:: Instruction ::
Print the passage below on word meaning and distributional statistics, from "We have seen" to "about word meaning.".

:: Extract provided ::
Gleitman[39] has proposed that syntax is
a potentially powerful cue for the acquisition of meaning. Gleitman
assumes that the child possesses a relatively high degree of syntactic
knowledge. However, an examination of Figure 6 above shows that the
distributional method used above to provide information about syntactic
categories also captures some degree of semantic relatedness, without any
knowledge of syntax proper. More effective methods for deriving semantic
relationships have been discussed by Burgess and Lund[40,41],
Schütze[42], and Landauer and
Dumais[43].
We focus here on Burgess and Lund's work. Semantic representations
are constructed by collecting "collocation" statistics, capturing
the cooccurrence of target and context words within a ten word window
of the input corpus (typically a large [160 million] corpus of USENET
news), weighted according to the separation of the two words within
this window. The output of this process is a matrix representing the
extent to which a set of context words occurred within the same window
as the target word. The row and column of the matrix corresponding to
each word are concatenated to form a "semantic vector." The claim is
that the similarity between semantic vectors for different words
captures aspects of the semantic relationships between these words.
Figure 8 shows the spatial relationships between vectors representing words
from the categories of animal names, body parts, and geographical
locations. Multidimensional scaling was used to rerepresent the distance
relationships within the high-dimensional space of the semantic vectors in
two dimensions. Clearly the semantic vectors do capture aspects of the
semantic distinctions between these categories: Distributional statistics
do carry information about semantic relationships. The distance between
vectors has also been shown to correlate reliably with psychological
phenomena such as semantic priming effects in lexical decision tasks[44].
Burgess and Lund[41] have also shown
that a model of spreading activation through the space of semantic vectors
is able to account for cerebral asymmetries in the time course of semantic
priming of multiple meanings; ambiguous words (e.g., bank) presented
to the left visual field prime both meanings initially (35ms), but only the
dominant meaning after a 70ms delay. Ambiguous words presented to the left
visual field prime only the dominant meaning initially, but both meanings
after a 70ms delay. Using semantic representations derived from HAL,
Burgess and Lund were able to model this difference in terms of differing
initial activation, and differing rates of spread and decay between the
hemispheres, without appealing to representational
differences or modulation of information by the corpus callosum.
We have seen that distributional methods are informative about
semantic relatedness, but clearly, language-internal information alone
cannot be the basis for the acquisition of word meaning, because
learning word meaning requires relating words to the world, to which
distributional methods have no access. Nonetheless, language-internal
distributional information about semantic relatedness may be important
in helping the child constrain hypotheses about word meaning.

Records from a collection

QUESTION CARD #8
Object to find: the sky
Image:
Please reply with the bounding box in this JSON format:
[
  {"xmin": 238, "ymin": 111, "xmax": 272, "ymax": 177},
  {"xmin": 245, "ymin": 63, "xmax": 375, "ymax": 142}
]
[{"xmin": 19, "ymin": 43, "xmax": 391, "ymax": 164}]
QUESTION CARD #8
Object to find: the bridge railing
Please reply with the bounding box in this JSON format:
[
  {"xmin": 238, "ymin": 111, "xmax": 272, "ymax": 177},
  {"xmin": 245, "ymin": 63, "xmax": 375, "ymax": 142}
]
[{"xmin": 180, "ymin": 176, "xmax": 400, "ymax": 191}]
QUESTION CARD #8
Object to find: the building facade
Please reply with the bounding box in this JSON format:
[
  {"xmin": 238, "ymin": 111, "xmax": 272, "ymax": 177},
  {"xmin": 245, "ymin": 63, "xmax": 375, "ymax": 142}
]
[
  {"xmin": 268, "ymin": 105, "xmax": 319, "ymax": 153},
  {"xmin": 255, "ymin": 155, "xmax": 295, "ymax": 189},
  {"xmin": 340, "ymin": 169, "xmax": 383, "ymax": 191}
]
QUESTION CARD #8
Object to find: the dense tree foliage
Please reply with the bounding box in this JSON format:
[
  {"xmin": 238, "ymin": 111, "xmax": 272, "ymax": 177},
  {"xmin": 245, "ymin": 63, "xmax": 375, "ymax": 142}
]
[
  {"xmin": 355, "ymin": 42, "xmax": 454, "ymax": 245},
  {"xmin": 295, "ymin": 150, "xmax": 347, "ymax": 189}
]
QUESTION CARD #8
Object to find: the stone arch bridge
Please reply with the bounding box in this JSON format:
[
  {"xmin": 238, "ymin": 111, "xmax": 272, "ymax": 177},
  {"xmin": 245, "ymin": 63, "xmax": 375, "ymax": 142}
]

:: Final result ::
We have seen that distributional methods are informative about
semantic relatedness, but clearly, language-internal information alone
cannot be the basis for the acquisition of word meaning, because
learning word meaning requires relating words to the world, to which
distributional methods have no access. Nonetheless, language-internal
distributional information about semantic relatedness may be important
in helping the child constrain hypotheses about word meaning.